Pick out each line of the material below that contains the word "flower", and copy those lines in full.

**Data excerpts:**

(begin)

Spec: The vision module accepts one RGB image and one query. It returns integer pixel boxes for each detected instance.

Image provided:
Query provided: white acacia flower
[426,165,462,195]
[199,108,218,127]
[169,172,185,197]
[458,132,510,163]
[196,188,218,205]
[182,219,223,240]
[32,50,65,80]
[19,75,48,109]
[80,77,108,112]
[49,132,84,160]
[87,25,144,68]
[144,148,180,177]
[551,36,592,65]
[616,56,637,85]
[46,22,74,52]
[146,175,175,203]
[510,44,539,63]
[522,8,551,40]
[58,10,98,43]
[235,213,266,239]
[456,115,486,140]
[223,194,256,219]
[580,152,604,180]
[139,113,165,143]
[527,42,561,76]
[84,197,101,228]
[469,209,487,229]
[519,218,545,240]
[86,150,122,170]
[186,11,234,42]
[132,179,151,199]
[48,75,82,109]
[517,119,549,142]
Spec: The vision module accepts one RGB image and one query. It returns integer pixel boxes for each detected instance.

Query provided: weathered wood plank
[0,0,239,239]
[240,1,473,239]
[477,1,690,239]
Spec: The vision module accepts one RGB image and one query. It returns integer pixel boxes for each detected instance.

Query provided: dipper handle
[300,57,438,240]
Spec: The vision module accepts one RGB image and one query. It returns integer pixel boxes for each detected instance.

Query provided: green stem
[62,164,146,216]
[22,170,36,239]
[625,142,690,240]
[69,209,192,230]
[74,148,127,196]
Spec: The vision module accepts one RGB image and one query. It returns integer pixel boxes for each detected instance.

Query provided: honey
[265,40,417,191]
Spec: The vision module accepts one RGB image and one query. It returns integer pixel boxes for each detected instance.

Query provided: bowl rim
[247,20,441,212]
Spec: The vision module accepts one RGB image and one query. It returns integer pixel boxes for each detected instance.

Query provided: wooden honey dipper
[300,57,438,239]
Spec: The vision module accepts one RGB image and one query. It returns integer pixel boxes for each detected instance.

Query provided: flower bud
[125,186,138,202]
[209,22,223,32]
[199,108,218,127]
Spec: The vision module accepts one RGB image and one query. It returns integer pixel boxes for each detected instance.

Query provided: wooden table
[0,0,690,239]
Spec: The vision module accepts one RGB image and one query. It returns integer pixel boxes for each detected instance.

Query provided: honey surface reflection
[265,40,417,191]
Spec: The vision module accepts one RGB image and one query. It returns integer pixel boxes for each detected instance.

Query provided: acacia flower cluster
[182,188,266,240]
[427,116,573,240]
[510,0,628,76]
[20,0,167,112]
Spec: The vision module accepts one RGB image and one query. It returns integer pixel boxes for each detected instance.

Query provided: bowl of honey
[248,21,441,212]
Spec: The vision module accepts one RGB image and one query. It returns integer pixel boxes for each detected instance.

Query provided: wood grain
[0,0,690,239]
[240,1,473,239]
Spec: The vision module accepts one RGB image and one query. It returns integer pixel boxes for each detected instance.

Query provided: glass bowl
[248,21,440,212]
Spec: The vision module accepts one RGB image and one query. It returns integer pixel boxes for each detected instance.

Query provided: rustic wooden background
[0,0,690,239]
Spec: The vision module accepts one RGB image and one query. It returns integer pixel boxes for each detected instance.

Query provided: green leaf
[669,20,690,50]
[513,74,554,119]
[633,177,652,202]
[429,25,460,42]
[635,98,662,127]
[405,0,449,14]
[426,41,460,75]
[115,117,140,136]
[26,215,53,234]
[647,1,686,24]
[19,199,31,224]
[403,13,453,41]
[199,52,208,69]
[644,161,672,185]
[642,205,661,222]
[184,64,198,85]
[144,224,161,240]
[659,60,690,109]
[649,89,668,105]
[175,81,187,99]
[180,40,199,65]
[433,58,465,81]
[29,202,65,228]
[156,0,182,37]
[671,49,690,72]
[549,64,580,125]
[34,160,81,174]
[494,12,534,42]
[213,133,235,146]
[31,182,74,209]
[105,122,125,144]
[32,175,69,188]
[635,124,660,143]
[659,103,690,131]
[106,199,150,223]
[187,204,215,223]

(end)

**The solution:**
Query provided: white acacia flower
Query provided: flower bud
Query provided: acacia flower cluster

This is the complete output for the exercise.